* [Petunjuk Latihan]:
Salin ulang semua baris materi di bawah ini tanpa mengubah satu karakter pun, tetapi jangan sertakan gambarnya.

------ Cuplikan Catatan

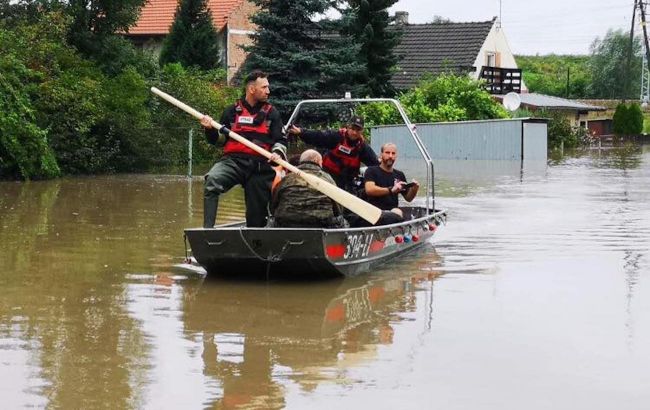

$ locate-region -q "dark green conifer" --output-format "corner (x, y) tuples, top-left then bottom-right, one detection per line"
(160, 0), (220, 70)
(344, 0), (401, 97)
(244, 0), (362, 115)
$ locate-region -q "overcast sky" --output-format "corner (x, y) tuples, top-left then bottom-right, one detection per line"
(390, 0), (632, 55)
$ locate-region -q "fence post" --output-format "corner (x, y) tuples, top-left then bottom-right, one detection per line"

------------

* [Hasil Tugas]:
$ locate-region -q "dark green conifer" --output-format "corner (x, y) tuples, top-left then bottom-right, one detection per line"
(160, 0), (220, 70)
(344, 0), (401, 97)
(244, 0), (362, 115)
$ locate-region -q "overcast sky" --output-format "corner (x, y) tuples, top-left then bottom-right, one detection per line"
(390, 0), (632, 55)
$ locate-region -q "fence post" --output-format "corner (x, y) tuples, top-left then bottom-right, one detection per line"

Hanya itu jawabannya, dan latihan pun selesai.